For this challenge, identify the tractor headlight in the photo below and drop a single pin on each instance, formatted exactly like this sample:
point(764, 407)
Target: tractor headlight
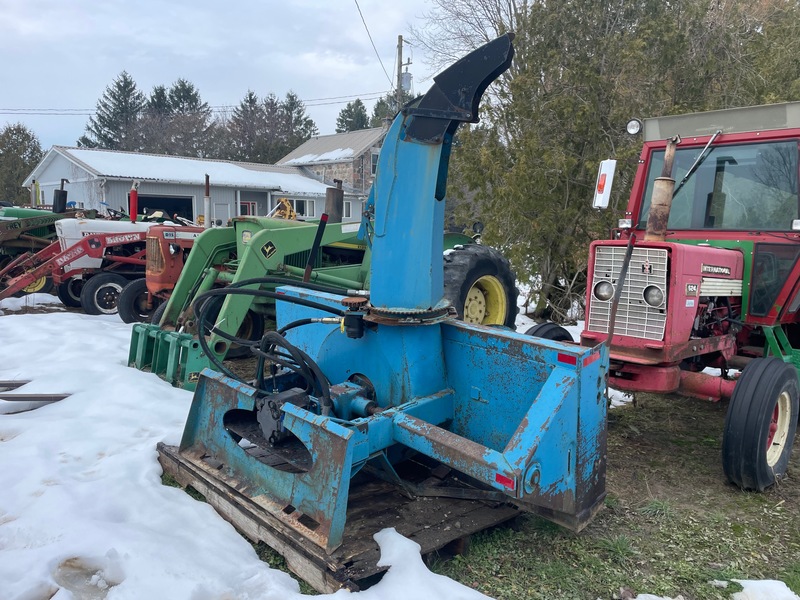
point(633, 126)
point(604, 291)
point(653, 295)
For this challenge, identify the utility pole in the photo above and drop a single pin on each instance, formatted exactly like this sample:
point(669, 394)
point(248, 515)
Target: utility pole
point(399, 86)
point(398, 94)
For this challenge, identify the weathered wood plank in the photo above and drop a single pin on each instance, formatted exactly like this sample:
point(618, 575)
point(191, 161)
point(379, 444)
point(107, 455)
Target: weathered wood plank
point(432, 522)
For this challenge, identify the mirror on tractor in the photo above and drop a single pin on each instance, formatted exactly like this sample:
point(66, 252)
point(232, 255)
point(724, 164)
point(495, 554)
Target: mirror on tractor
point(605, 179)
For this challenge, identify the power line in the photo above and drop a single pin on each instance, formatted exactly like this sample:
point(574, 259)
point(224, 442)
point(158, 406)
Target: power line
point(373, 44)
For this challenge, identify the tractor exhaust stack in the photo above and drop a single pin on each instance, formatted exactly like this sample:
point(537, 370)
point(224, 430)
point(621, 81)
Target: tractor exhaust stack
point(661, 203)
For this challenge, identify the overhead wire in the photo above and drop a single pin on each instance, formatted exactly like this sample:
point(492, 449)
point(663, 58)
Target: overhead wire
point(373, 43)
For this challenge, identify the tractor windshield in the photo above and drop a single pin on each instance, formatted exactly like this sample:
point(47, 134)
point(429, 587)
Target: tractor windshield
point(743, 186)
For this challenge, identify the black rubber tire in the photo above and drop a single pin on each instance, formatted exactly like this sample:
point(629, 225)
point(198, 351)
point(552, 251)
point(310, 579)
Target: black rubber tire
point(252, 328)
point(155, 318)
point(467, 270)
point(766, 387)
point(69, 292)
point(101, 292)
point(550, 331)
point(132, 302)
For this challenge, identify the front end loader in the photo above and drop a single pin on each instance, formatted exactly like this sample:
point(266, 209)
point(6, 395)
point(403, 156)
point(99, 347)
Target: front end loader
point(479, 283)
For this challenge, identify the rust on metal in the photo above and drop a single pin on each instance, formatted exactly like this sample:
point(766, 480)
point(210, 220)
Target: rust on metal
point(661, 201)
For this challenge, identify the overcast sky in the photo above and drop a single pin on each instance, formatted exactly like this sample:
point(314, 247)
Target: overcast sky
point(58, 56)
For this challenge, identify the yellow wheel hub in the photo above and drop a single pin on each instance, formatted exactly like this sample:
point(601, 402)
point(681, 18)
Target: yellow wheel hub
point(779, 428)
point(35, 286)
point(486, 302)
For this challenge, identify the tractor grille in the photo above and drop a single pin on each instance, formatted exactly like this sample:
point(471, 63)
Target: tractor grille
point(635, 318)
point(155, 258)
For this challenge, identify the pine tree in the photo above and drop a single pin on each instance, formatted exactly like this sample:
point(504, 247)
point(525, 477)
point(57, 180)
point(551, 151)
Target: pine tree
point(191, 125)
point(352, 117)
point(20, 152)
point(297, 125)
point(248, 128)
point(114, 125)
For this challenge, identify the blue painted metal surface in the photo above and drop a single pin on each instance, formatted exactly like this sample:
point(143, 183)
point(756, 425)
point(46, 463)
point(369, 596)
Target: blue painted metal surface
point(520, 415)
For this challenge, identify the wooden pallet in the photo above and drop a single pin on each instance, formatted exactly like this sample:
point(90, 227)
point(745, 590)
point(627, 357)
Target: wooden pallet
point(373, 504)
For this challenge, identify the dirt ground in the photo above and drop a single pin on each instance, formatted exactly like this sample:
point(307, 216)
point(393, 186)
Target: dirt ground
point(671, 525)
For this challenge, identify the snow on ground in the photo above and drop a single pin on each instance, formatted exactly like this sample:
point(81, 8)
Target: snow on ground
point(83, 513)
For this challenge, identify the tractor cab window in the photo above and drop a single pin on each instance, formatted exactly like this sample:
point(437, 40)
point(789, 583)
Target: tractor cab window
point(744, 186)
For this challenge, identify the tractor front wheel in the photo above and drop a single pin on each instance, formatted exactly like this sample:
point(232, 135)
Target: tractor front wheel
point(760, 424)
point(100, 294)
point(69, 292)
point(479, 282)
point(132, 302)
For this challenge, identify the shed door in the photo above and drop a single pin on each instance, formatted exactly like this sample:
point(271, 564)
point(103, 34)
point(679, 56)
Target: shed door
point(180, 205)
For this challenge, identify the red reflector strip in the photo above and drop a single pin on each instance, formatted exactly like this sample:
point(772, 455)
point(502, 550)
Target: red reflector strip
point(567, 359)
point(591, 358)
point(504, 481)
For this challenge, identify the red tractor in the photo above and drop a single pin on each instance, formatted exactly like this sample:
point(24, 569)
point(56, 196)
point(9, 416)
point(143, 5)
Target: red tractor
point(711, 239)
point(167, 249)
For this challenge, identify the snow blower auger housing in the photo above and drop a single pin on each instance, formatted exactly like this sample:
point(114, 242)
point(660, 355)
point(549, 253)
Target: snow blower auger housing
point(358, 386)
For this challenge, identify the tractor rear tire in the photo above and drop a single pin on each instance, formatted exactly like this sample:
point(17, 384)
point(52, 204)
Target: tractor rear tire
point(480, 284)
point(100, 293)
point(69, 292)
point(550, 331)
point(760, 424)
point(132, 302)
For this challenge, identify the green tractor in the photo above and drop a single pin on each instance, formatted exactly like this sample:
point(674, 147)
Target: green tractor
point(262, 253)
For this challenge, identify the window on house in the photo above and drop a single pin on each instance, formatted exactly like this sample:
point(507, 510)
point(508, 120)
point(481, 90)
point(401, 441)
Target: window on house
point(303, 208)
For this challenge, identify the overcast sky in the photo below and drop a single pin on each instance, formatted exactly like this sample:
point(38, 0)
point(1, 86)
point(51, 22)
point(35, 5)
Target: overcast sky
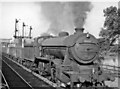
point(31, 13)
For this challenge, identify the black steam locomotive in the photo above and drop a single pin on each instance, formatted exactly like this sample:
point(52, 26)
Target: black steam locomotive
point(68, 60)
point(71, 59)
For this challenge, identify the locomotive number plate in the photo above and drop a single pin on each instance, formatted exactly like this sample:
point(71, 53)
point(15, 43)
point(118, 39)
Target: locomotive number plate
point(87, 41)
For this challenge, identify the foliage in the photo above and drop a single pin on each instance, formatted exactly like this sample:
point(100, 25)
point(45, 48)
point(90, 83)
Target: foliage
point(111, 29)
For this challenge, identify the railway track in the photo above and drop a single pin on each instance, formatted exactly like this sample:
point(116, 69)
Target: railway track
point(3, 83)
point(44, 79)
point(13, 78)
point(42, 83)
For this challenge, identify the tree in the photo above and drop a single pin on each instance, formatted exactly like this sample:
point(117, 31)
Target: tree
point(111, 29)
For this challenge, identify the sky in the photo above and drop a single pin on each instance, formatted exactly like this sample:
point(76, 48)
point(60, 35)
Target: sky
point(32, 13)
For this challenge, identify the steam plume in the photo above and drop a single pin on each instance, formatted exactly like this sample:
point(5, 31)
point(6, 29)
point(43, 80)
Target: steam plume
point(65, 15)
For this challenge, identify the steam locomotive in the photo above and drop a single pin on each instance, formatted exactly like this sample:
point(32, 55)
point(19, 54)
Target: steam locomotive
point(68, 60)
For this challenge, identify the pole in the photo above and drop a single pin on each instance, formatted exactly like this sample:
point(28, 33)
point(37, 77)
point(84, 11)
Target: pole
point(16, 21)
point(23, 29)
point(30, 31)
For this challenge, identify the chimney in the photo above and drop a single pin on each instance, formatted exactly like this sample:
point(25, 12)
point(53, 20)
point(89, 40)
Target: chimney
point(79, 30)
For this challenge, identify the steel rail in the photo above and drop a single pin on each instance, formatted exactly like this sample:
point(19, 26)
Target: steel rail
point(4, 79)
point(18, 74)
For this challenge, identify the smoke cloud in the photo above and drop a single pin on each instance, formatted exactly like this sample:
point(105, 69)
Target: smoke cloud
point(65, 16)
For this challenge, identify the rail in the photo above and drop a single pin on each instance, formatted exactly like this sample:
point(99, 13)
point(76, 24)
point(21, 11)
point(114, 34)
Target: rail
point(5, 84)
point(18, 75)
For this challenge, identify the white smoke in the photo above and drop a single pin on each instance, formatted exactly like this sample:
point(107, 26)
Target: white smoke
point(65, 15)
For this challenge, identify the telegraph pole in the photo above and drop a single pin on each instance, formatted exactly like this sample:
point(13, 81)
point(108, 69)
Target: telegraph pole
point(30, 31)
point(16, 22)
point(119, 49)
point(23, 26)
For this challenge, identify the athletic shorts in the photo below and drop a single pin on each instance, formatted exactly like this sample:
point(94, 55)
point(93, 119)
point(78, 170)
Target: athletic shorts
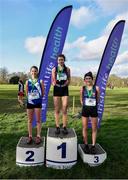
point(20, 94)
point(89, 111)
point(60, 91)
point(32, 106)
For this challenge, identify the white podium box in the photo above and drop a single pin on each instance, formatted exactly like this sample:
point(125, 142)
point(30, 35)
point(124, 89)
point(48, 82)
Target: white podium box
point(61, 150)
point(30, 154)
point(93, 159)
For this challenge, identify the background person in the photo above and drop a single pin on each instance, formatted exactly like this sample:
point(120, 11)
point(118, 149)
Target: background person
point(34, 92)
point(20, 92)
point(61, 81)
point(89, 96)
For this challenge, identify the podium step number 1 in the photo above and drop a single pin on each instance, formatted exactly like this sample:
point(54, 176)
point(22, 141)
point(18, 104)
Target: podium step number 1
point(61, 150)
point(30, 155)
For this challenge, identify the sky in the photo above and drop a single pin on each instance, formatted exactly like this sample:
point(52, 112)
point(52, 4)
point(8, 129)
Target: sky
point(24, 25)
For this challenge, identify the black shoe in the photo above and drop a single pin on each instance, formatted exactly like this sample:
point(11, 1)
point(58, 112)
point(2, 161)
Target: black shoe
point(57, 131)
point(93, 150)
point(65, 131)
point(86, 149)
----------------
- Short task
Reproduce the records starting with the line that contains "For this challenge, identify the rust" and going on through the line that contains "point(671, 525)", substituting "place one marker" for every "drop a single pin" and changing nothing else.

- Reply
For this challenge, identify the rust on metal in the photo above and place one marker on each instance, formatted exactly like this sample:
point(766, 480)
point(210, 220)
Target: rust on metal
point(661, 201)
For this challenge, identify the overcast sky in the photo above and place one marker on each instance, formatted exactly like this sample:
point(314, 247)
Target: overcast sky
point(58, 56)
For this challenge, identify the yellow wheel hub in the photo above and place one marker on each instance, formatted exactly like this sample:
point(601, 402)
point(681, 18)
Target: yellow wheel hub
point(779, 428)
point(35, 286)
point(486, 302)
For this challenge, identify the tractor grille in the photo above and place one marker on each instance, formatted exactly like this sample:
point(471, 63)
Target: tractor grille
point(635, 318)
point(155, 258)
For this challenge, identify the pine tree in the photo above and place one marker on each instance, formatted exactly like this sample:
point(504, 247)
point(525, 477)
point(57, 180)
point(551, 151)
Target: pine tree
point(191, 125)
point(352, 117)
point(20, 152)
point(297, 125)
point(248, 128)
point(114, 125)
For this challenge, identify the blue painted metal surface in the photo above and place one marker on each instance, formatted exactly like this sample:
point(143, 183)
point(756, 425)
point(46, 463)
point(369, 596)
Target: blue painted metal surface
point(520, 415)
For this challenge, identify the wooden pallet in the photo above and place one marker on each instance, formatted exactly like this sample:
point(90, 227)
point(745, 590)
point(627, 357)
Target: wooden pallet
point(373, 504)
For this challenge, identify the dirt ground in the photo above and place one marker on each instance, formatted exactly like this sample:
point(307, 216)
point(393, 186)
Target: dirt ground
point(671, 525)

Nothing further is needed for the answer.